Fragmento citado:
<<<<

Lo femenino fue siempre una metáfora a través de lo cual se ha expresado tradicionalmente el Surrealismo. Del mismo modo que la mujer, las ciudades representaron esta fascinación de los artistas surrealistas por aquella zona fundamental y rebelde del espíritu y la fantasía, que la mezquina y pretendidamente acomodada sociedad burguesa reprimía en su idealización del orden de las cosas.
La figura del flâneur pertenece a una figura perimida del siglo XIX, ya que el administrado siglo XX la sepultó. En 1916, Taylor publica Los principios de la administración científica, presentando las medidas necesarias que se tenían que aplicar para eliminar el callejeo, la pérdida de tiempo y el ocio. De allí su necesidad de sistematizarlo en un plan, para aumentar a partir de allí la productividad.
Sin embargo, aunque en nuestras sociedades cada vez más tendientes al orden, perderse empieza a convertirse en un exquisito arte, lo anónimo de las ciudades no deja de ser irreprimible. Todavía sigue en pie la posibilidad latente de efectivizar la histórica metáfora del surrealismo en relación a la ciudad y lo azaroso de la multitud; así como también el bosque, que con sus murmullos y cantos ocultos no han dejado de inspirar a los artistas.
Las calles, como metáfora de lo íntimo, el exterior parisino como el inconsciente donde lo íntimo se haya no en el interior sino en secretos pasajes de calles y restoranes, barcitos y multitudes que pasan, de un modo mucho más pertinente que las habituales imágenes de la conciencia interior de una persona que, atemorizada, intenta controlar el curso de todas las situaciones y los eventos. La vergüenza y el pudor son claros ejemplos fenomenológicos de que lo esencial no está en ningún interior, ni por ello se reduce a un solipsismo en el que se tuviera que cumplir con el mandato de la autenticidad, cuando no, de la sinceridad.

>>>>

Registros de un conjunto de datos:
<<<<

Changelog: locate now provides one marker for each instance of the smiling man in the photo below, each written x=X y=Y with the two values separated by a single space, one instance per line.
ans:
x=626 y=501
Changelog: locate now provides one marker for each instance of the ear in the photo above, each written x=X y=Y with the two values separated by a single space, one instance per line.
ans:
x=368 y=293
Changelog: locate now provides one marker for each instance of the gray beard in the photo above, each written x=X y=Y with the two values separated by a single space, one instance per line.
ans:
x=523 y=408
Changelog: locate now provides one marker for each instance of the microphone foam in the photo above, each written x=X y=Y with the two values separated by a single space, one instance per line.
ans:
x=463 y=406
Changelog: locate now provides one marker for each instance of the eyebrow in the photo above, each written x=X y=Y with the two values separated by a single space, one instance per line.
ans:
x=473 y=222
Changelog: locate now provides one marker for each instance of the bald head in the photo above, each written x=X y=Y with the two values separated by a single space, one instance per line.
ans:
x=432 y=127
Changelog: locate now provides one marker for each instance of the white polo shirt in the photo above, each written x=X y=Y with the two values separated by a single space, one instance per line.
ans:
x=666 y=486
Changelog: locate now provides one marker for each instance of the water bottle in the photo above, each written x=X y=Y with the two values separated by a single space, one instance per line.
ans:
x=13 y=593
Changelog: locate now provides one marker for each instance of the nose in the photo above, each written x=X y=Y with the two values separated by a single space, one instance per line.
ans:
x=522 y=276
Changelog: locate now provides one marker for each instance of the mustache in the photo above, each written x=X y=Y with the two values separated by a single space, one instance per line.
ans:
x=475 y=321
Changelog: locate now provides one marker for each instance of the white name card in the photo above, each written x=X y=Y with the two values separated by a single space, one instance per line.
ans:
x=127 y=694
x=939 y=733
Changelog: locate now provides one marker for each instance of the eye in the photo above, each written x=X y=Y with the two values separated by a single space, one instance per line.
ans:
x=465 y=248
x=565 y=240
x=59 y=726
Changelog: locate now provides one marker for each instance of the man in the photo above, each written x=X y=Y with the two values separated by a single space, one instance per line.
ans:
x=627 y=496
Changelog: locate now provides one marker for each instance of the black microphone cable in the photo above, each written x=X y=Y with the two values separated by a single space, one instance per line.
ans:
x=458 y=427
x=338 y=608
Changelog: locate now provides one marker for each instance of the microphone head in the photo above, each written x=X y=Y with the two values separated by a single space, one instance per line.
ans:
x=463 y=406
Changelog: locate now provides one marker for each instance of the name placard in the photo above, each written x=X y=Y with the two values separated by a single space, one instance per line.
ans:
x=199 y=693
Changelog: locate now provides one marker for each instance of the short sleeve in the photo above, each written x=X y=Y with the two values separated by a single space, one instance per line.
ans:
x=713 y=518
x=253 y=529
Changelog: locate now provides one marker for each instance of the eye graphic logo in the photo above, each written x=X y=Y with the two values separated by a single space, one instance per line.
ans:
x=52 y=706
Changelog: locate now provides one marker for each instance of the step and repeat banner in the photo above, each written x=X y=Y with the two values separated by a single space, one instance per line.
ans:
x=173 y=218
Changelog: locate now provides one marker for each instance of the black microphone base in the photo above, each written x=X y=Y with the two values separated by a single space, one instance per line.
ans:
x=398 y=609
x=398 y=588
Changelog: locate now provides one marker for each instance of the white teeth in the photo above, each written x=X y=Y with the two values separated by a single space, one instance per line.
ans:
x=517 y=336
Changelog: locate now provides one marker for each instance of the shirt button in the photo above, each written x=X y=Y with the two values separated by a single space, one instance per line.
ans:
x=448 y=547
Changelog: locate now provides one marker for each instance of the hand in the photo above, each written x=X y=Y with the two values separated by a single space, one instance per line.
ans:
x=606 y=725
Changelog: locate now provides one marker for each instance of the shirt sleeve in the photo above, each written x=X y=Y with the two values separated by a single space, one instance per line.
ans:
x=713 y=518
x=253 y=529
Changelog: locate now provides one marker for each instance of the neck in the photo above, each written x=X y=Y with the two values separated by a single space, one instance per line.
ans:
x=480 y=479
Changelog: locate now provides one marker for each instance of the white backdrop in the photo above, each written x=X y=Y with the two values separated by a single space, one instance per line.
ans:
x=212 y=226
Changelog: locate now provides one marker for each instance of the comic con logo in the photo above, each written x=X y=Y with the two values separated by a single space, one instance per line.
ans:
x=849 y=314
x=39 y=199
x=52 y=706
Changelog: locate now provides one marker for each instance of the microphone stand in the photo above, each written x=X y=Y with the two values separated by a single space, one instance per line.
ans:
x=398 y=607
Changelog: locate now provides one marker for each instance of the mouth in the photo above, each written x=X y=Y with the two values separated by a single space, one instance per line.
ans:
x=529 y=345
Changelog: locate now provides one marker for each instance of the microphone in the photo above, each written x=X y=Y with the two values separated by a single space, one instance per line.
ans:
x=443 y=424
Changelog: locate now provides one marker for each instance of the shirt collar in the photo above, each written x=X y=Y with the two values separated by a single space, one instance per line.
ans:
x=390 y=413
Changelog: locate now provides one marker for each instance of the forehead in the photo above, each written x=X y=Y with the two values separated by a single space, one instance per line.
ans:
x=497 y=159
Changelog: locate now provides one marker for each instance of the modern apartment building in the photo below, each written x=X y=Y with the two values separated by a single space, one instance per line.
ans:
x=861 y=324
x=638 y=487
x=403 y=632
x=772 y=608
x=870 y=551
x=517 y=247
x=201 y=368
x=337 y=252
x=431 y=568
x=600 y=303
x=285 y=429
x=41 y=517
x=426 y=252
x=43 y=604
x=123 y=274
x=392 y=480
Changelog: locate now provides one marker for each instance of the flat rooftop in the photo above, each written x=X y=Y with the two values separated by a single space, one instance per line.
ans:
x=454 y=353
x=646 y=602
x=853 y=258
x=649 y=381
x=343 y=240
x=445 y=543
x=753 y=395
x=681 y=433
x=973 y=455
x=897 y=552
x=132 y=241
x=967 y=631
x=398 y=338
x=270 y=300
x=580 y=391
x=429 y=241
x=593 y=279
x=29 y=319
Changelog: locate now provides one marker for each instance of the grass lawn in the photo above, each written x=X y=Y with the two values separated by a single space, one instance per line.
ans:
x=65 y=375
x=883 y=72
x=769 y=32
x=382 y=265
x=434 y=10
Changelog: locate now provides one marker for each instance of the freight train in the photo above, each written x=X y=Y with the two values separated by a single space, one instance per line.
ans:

>>>>

Qué hacer: Copia de nuevo la parte del fragmento citado que empieza por "La figura del" y sigue hasta "allí la productividad.", sustituyendo "callejeo" por "vagabundeo".

Resultado del ejercicio:
La figura del flâneur pertenece a una figura perimida del siglo XIX, ya que el administrado siglo XX la sepultó. En 1916, Taylor publica Los principios de la administración científica, presentando las medidas necesarias que se tenían que aplicar para eliminar el vagabundeo, la pérdida de tiempo y el ocio. De allí su necesidad de sistematizarlo en un plan, para aumentar a partir de allí la productividad.